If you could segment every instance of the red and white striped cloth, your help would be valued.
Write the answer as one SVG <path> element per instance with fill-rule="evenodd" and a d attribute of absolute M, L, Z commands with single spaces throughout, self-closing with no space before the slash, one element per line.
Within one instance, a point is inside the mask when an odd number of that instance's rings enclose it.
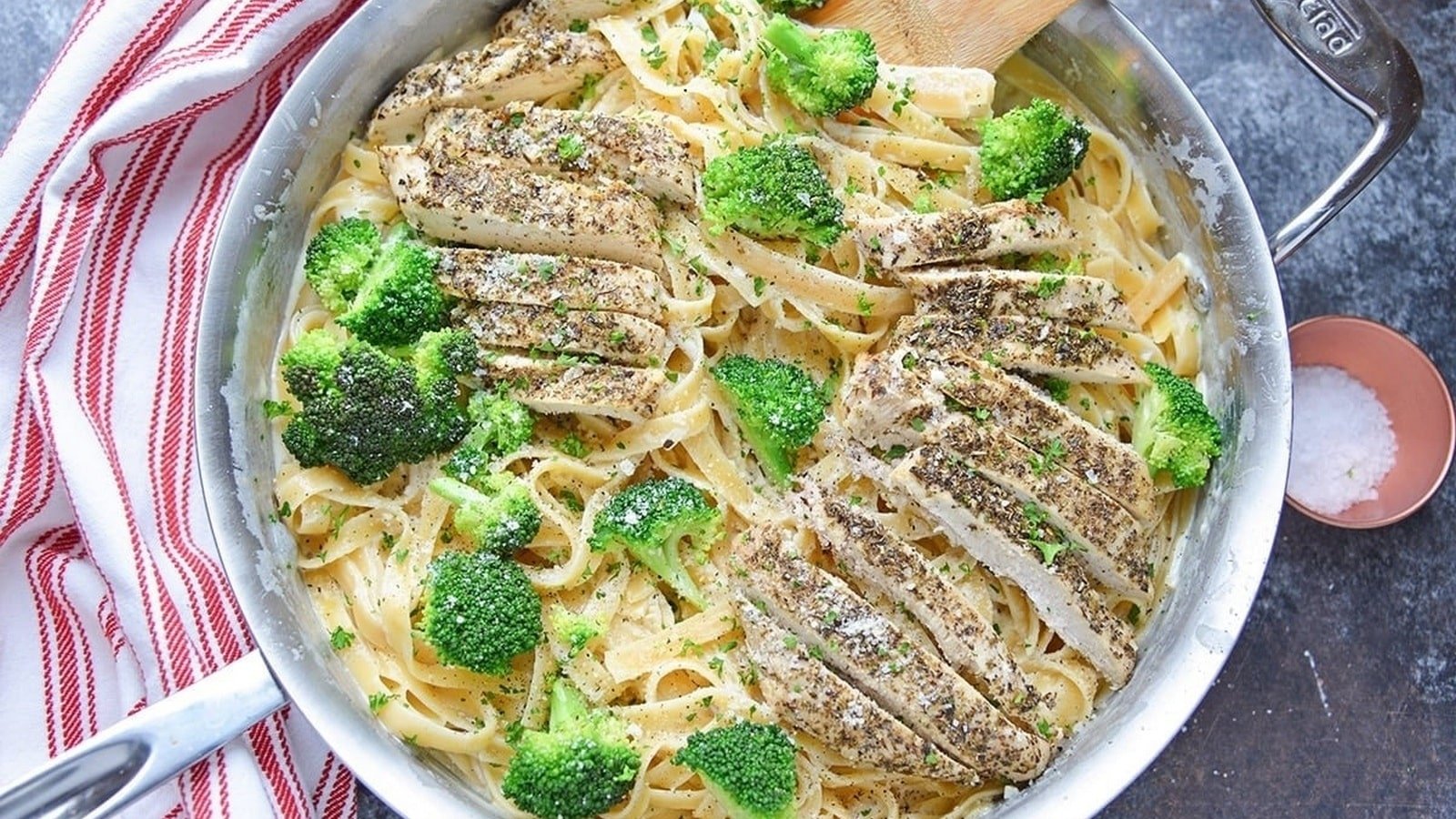
<path fill-rule="evenodd" d="M 221 208 L 360 0 L 89 0 L 0 156 L 0 784 L 248 653 L 202 509 L 192 367 Z M 352 816 L 300 716 L 137 816 Z"/>

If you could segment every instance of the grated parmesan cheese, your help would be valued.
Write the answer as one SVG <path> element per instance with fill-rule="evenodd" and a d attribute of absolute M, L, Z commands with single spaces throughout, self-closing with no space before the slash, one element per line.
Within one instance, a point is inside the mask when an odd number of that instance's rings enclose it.
<path fill-rule="evenodd" d="M 1390 415 L 1374 391 L 1338 367 L 1294 367 L 1291 498 L 1322 514 L 1374 500 L 1395 452 Z"/>

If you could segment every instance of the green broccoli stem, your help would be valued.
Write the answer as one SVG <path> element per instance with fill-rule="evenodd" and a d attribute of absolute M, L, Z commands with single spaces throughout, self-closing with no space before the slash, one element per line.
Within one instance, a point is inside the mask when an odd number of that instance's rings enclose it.
<path fill-rule="evenodd" d="M 547 717 L 547 726 L 552 733 L 565 730 L 571 726 L 579 724 L 591 707 L 587 704 L 587 698 L 572 688 L 566 678 L 558 676 L 556 682 L 550 686 L 550 717 Z"/>
<path fill-rule="evenodd" d="M 818 44 L 814 42 L 814 38 L 808 32 L 783 15 L 776 15 L 769 22 L 767 28 L 763 29 L 763 39 L 767 39 L 795 63 L 808 63 L 814 58 L 814 51 L 818 48 Z"/>
<path fill-rule="evenodd" d="M 457 481 L 448 477 L 440 477 L 430 481 L 430 491 L 450 501 L 451 506 L 462 506 L 464 503 L 475 503 L 480 500 L 480 490 L 476 490 L 470 484 Z"/>

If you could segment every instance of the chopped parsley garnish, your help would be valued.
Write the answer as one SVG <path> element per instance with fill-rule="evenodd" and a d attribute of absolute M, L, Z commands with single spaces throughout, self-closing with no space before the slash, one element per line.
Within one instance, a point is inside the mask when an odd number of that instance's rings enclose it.
<path fill-rule="evenodd" d="M 591 452 L 591 447 L 587 446 L 587 442 L 581 440 L 581 436 L 578 436 L 577 433 L 571 433 L 569 436 L 556 442 L 556 449 L 562 450 L 562 453 L 569 455 L 572 458 L 585 458 L 587 453 Z"/>
<path fill-rule="evenodd" d="M 1041 386 L 1045 388 L 1047 395 L 1050 395 L 1057 404 L 1064 404 L 1072 395 L 1072 382 L 1064 379 L 1048 377 Z"/>
<path fill-rule="evenodd" d="M 869 316 L 875 312 L 875 303 L 871 302 L 863 293 L 855 297 L 855 306 L 859 309 L 859 315 L 862 316 Z"/>
<path fill-rule="evenodd" d="M 581 159 L 581 154 L 587 152 L 587 143 L 577 134 L 566 134 L 565 137 L 556 140 L 556 156 L 562 162 L 574 162 Z"/>
<path fill-rule="evenodd" d="M 1032 475 L 1047 475 L 1057 469 L 1061 459 L 1067 456 L 1067 447 L 1061 443 L 1061 439 L 1053 439 L 1051 443 L 1044 446 L 1041 452 L 1034 452 L 1031 455 L 1031 474 Z"/>
<path fill-rule="evenodd" d="M 1067 277 L 1061 274 L 1048 274 L 1037 283 L 1037 297 L 1050 299 L 1061 291 L 1067 286 Z"/>

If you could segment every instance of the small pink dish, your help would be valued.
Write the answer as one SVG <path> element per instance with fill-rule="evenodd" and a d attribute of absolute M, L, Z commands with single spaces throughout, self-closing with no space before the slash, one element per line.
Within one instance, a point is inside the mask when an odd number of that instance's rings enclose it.
<path fill-rule="evenodd" d="M 1316 316 L 1289 331 L 1293 366 L 1340 367 L 1374 391 L 1390 415 L 1395 466 L 1376 487 L 1376 498 L 1338 514 L 1324 514 L 1294 498 L 1300 513 L 1331 526 L 1374 529 L 1404 520 L 1436 494 L 1452 465 L 1456 411 L 1450 391 L 1430 357 L 1383 324 L 1356 316 Z"/>

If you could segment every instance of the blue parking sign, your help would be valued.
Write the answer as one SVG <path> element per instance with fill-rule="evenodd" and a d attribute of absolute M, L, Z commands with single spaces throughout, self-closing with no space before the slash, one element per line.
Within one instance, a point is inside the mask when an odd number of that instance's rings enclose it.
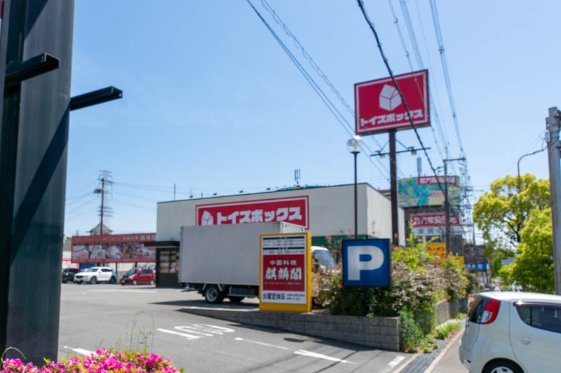
<path fill-rule="evenodd" d="M 390 240 L 343 240 L 343 285 L 387 287 L 391 285 Z"/>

**What you have to do**
Recast the lines above as a Markdown table with the columns "No." and "Text", one row per line, skipping blank lines and leaving out the pictures.

**Result of the task**
| No. | Text |
|---|---|
| 1 | If you could segment every instance of the red and white striped cloth, your help would be valued. |
| 2 | Write the answer as one SVG <path> element per instance with fill-rule="evenodd" and a d attribute of absolute M, L, Z commands with single spaces throughout, self-closing with no space before the slash, one element per line. |
| 3 | Within one instance, a point is inside the mask when an odd number of that instance's rings enclose it. |
| 4 | <path fill-rule="evenodd" d="M 221 208 L 360 0 L 89 0 L 0 156 L 0 784 L 248 653 L 202 509 L 192 367 Z M 352 816 L 300 716 L 137 816 Z"/> |
| 5 | If you could segment every instance of the grated parmesan cheese, your help would be valued. |
| 6 | Write the answer as one SVG <path> element per instance with fill-rule="evenodd" and a d attribute of absolute M, L, Z commands with single spaces throughout, self-closing with no space before the slash, one element per line. |
| 7 | Within one instance, a point is inside the mask when an odd number of that instance's rings enclose it. |
| 8 | <path fill-rule="evenodd" d="M 1390 415 L 1374 391 L 1338 367 L 1294 367 L 1291 498 L 1322 514 L 1374 500 L 1395 452 Z"/> |
| 9 | If you could segment every instance of the green broccoli stem, your help would be valued. |
| 10 | Write the answer as one SVG <path> element per instance with fill-rule="evenodd" and a d attribute of absolute M, L, Z commands with single spaces throughout, self-closing with no space before the slash, one element per line. |
| 11 | Within one instance, a point is inside the mask when an odd number of that instance's rings enclose it. |
| 12 | <path fill-rule="evenodd" d="M 547 717 L 547 726 L 552 733 L 565 730 L 571 726 L 579 724 L 591 707 L 587 704 L 587 698 L 572 688 L 566 678 L 558 676 L 556 682 L 550 686 L 550 717 Z"/> |
| 13 | <path fill-rule="evenodd" d="M 818 44 L 814 42 L 814 38 L 808 32 L 783 15 L 776 15 L 769 22 L 767 28 L 763 29 L 763 39 L 767 39 L 795 63 L 808 63 L 814 58 L 814 51 L 818 48 Z"/> |
| 14 | <path fill-rule="evenodd" d="M 457 481 L 448 477 L 440 477 L 430 481 L 430 491 L 450 501 L 451 506 L 462 506 L 464 503 L 475 503 L 480 500 L 480 490 L 476 490 L 470 484 Z"/> |
| 15 | If you could segment every instance of the chopped parsley garnish, your help would be valued. |
| 16 | Write the answer as one SVG <path> element per instance with fill-rule="evenodd" and a d attribute of absolute M, L, Z commands with single spaces throughout, self-closing with no space before the slash, one element per line. |
| 17 | Within one instance, a point is inside the mask when an odd number of that instance's rings enclose it. |
| 18 | <path fill-rule="evenodd" d="M 591 452 L 591 447 L 587 446 L 587 442 L 581 440 L 581 436 L 578 436 L 577 433 L 571 433 L 569 436 L 556 442 L 556 449 L 562 450 L 562 453 L 569 455 L 572 458 L 585 458 L 587 453 Z"/> |
| 19 | <path fill-rule="evenodd" d="M 1041 386 L 1045 388 L 1047 395 L 1050 395 L 1057 404 L 1064 404 L 1072 395 L 1072 382 L 1064 379 L 1048 377 Z"/> |
| 20 | <path fill-rule="evenodd" d="M 869 316 L 875 312 L 875 303 L 871 302 L 863 293 L 855 297 L 855 306 L 859 309 L 859 315 L 862 316 Z"/> |
| 21 | <path fill-rule="evenodd" d="M 581 159 L 581 154 L 587 152 L 587 143 L 577 134 L 566 134 L 565 137 L 556 140 L 556 156 L 562 162 L 574 162 Z"/> |
| 22 | <path fill-rule="evenodd" d="M 1032 475 L 1047 475 L 1057 469 L 1061 459 L 1067 456 L 1067 447 L 1061 443 L 1061 439 L 1053 439 L 1051 443 L 1044 446 L 1041 452 L 1034 452 L 1031 455 L 1031 474 Z"/> |
| 23 | <path fill-rule="evenodd" d="M 1067 277 L 1061 274 L 1048 274 L 1037 283 L 1037 297 L 1050 299 L 1061 291 L 1067 286 Z"/> |
| 24 | If you could segment every instance of the small pink dish, your help would be valued. |
| 25 | Write the answer as one SVG <path> element per instance with fill-rule="evenodd" and a d attribute of absolute M, L, Z commands with single spaces throughout, self-closing with no space before the slash, one element per line. |
| 26 | Within one instance, a point is inside the mask when an odd number of that instance's rings enclose it. |
| 27 | <path fill-rule="evenodd" d="M 1316 316 L 1289 331 L 1293 366 L 1340 367 L 1374 391 L 1390 415 L 1395 466 L 1376 487 L 1376 498 L 1338 514 L 1324 514 L 1294 498 L 1300 513 L 1331 526 L 1374 529 L 1404 520 L 1436 494 L 1452 465 L 1456 411 L 1450 391 L 1430 357 L 1383 324 L 1356 316 Z"/> |
| 28 | If you could segment every instance of the blue parking sign, your help would be valued. |
| 29 | Write the answer as one SVG <path> element per instance with fill-rule="evenodd" and a d attribute of absolute M, L, Z commands with single spaces throughout, self-closing with no space before the slash, one element per line. |
| 30 | Within one instance, a point is inside the mask when an odd number of that instance's rings enclose it. |
| 31 | <path fill-rule="evenodd" d="M 390 240 L 343 240 L 343 285 L 387 287 L 391 285 Z"/> |